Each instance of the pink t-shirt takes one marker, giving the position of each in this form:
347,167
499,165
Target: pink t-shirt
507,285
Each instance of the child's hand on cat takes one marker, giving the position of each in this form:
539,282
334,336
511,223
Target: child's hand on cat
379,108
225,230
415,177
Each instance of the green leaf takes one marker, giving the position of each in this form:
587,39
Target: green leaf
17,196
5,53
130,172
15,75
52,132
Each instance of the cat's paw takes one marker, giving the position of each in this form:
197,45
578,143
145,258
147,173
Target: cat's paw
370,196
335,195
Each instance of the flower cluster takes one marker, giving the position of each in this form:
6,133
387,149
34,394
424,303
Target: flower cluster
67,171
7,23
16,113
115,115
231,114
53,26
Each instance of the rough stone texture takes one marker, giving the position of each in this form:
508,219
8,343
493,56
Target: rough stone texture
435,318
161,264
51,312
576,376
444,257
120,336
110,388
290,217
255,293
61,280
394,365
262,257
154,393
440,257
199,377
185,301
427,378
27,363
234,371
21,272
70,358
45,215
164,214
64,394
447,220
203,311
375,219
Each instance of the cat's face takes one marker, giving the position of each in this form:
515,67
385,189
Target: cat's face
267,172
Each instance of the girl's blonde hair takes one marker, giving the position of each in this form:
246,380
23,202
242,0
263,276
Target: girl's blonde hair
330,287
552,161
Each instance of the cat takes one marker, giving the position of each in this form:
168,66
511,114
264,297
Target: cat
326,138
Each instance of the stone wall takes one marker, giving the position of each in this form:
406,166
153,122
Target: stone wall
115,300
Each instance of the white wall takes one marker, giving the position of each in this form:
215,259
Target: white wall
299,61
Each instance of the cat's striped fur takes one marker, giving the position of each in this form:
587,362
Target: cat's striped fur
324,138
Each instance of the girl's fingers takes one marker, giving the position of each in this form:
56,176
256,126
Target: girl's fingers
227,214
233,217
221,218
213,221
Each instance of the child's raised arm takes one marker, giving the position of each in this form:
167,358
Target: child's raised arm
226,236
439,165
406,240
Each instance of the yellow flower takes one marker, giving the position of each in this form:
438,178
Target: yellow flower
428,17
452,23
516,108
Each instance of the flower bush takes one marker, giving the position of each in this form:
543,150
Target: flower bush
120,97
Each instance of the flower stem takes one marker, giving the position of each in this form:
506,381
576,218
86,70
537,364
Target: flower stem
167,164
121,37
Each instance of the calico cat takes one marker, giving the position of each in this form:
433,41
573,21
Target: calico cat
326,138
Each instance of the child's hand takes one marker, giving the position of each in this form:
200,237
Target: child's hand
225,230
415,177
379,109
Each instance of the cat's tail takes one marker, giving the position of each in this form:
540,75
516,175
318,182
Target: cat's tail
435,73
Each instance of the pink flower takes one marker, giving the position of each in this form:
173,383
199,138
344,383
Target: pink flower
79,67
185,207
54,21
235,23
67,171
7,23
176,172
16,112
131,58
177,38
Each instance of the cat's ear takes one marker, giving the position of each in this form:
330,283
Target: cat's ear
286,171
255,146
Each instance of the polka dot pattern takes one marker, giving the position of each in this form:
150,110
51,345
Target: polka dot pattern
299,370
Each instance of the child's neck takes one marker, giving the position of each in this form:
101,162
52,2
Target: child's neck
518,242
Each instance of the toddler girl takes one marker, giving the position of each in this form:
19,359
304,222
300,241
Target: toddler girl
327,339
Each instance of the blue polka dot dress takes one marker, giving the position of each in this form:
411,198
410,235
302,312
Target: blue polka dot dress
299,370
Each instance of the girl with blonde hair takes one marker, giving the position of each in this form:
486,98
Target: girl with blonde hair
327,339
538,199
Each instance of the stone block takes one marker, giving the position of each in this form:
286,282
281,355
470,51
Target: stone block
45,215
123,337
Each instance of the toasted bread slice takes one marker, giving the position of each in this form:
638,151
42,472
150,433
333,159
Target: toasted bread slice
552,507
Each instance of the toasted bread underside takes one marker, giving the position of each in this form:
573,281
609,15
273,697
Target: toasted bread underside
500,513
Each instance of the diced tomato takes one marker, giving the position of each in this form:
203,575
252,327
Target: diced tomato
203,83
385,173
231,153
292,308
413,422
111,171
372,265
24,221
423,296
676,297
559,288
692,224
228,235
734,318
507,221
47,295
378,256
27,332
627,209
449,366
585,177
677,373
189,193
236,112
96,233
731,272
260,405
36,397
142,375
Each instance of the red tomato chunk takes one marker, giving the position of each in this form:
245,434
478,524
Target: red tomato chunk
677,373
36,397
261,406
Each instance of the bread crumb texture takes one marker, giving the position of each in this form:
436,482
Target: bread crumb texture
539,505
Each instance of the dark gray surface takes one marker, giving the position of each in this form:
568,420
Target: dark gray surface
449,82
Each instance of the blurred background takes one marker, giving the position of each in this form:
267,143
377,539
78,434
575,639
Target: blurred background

_Stated exercise:_
Please quote every record above exactly as it appears.

_Answer:_
Each instance of the pink t-shirt takes one marker, giving the position of each in this form:
347,167
499,165
Target: pink t-shirt
507,285
Each instance of the child's hand on cat takes one marker, giving the position of each in this form:
539,282
334,336
511,223
Target: child's hand on cat
379,108
225,230
415,177
Each instance of the green leaf takes one marker, giving the position of each in this form:
587,39
Target: green leaf
17,196
5,53
130,172
15,75
52,132
Each instance of the cat's paw takes one marker, giving the position of each in this form:
197,45
578,143
145,258
147,173
Target: cat's paw
370,196
335,195
Each instance of the flower cluster takes one marker, giving the position of each in this form:
6,133
387,149
34,394
424,303
Target: flower cluster
67,171
7,23
16,113
115,115
231,114
53,26
Each instance of the rough stone texture takes one marker, giving the position of each in this form:
508,219
8,343
493,56
Target: rough stone texture
435,318
161,264
51,312
576,376
444,257
120,336
110,388
290,217
255,293
61,280
394,365
262,257
154,393
440,257
199,377
185,301
427,378
27,363
234,371
21,272
70,358
45,215
164,214
64,394
447,220
203,311
375,219
Each instance of the cat's face takes one marker, giving the position of each in this form:
515,67
385,189
Target: cat's face
267,172
Each instance of the girl's blonde hair takes one marker, giving the position of each in this form:
246,380
23,202
242,0
263,276
Target: girl's blonde hair
330,287
552,161
Each instance of the cat takes one marker, giving the position of each in this form:
168,66
511,114
264,297
Target: cat
326,138
Each instance of the stone wall takes one marker, giving the position of each in this form:
406,166
153,122
Target: stone wall
115,300
Each instance of the white wall takes one marker, giving the position of each in this form:
215,259
Target: white wall
299,61
Each instance of the cat's striped fur takes one marker, giving the position of each in this form:
587,362
Target: cat's striped fur
324,138
Each instance of the girl's fingers takes one marker, giving the position of each in this form:
56,176
256,126
Target: girl's fingers
227,214
233,217
221,218
213,221
Each instance of the child's raised arm takes one marker, giving the position of each in this form:
167,358
Target: child's raised arm
226,236
439,165
406,240
Each instance of the yellow flower takes one marker, giving the position of each in this form:
438,178
Target: yellow flower
428,17
452,23
516,108
Each instance of the flower bush takes one marker, giving the position of each in this form:
543,150
Target: flower bush
120,97
Each instance of the flower stem takes one marker, giving the position of each in this form:
506,381
576,218
86,70
537,364
Target: flower stem
167,164
121,37
Each instance of the calico cat takes one marker, giving the position of each in this form:
433,41
573,21
Target: calico cat
326,138
Each instance of the child's hand takes one marker, giving the position of each in this form:
200,237
Target: child's hand
225,230
415,177
379,109
Each instance of the cat's tail takes one marker, giving the position of each in this form:
540,75
516,175
318,182
Target: cat's tail
435,73
Each instance of the pink flower takes one marker, giving the position of each in this form:
173,383
199,138
344,383
Target: pink flower
79,67
185,207
54,21
235,23
67,171
7,23
176,172
16,112
131,58
177,38
Each instance of the cat's ear takes one marker, giving the position of each in this form:
330,283
Target: cat's ear
286,171
255,146
Each instance of the polka dot pattern takes one marker, giving the position of each in this form:
150,110
51,345
Target: polka dot pattern
299,370
Each instance of the child's neck takes one marker, giving the position of each in this form:
101,162
52,2
Target: child's neck
518,242
Each instance of the toddler girl takes one marker, giving the position of each in this form:
19,359
304,222
300,241
Target: toddler girl
327,339
Each instance of the blue polka dot dress takes one marker, giving the position of each in this form:
411,198
410,235
302,312
Target: blue polka dot dress
299,370
Each instance of the girl with blonde hair takes one marker, giving the position of each in this form:
486,98
Target: girl with blonde hair
327,339
538,199
Each instance of the stone block takes one marker, giving the position of each in this form:
286,282
281,355
470,51
Target: stone block
45,215
123,337
Each instance of the toasted bread slice takes one marker, giving the position of each in this form:
638,151
42,472
150,433
333,159
Target: toasted bread slice
552,507
Each instance of the toasted bread underside takes one marker, giving the position of each in this form:
573,281
609,15
273,697
Target: toasted bread underside
500,513
Each instance of the diced tomato takes one marker, giving the position of each in this form:
203,575
252,327
Target: diced tomato
203,83
385,173
231,153
292,308
413,422
111,171
372,265
24,221
423,296
676,297
559,288
692,224
228,235
734,318
507,221
47,295
378,256
27,332
627,209
449,366
585,177
677,373
189,193
236,112
96,233
731,272
260,405
36,397
142,375
Each instance of the red tomato chunk takes one marker, giving the position of each in this form:
245,434
478,524
Target: red tomato chunk
677,373
36,397
261,406
Each instance of the bread crumb texture takes one marker, giving the position of each in this form:
436,482
Target: bread crumb texture
539,505
Each instance of the dark gray surface takes one marker, giving the position of each in this form:
568,420
Target: dark gray surface
449,82
Each instance of the blurred background takes one marker, giving the position of each in this form:
267,143
377,539
78,434
575,639
Target: blurred background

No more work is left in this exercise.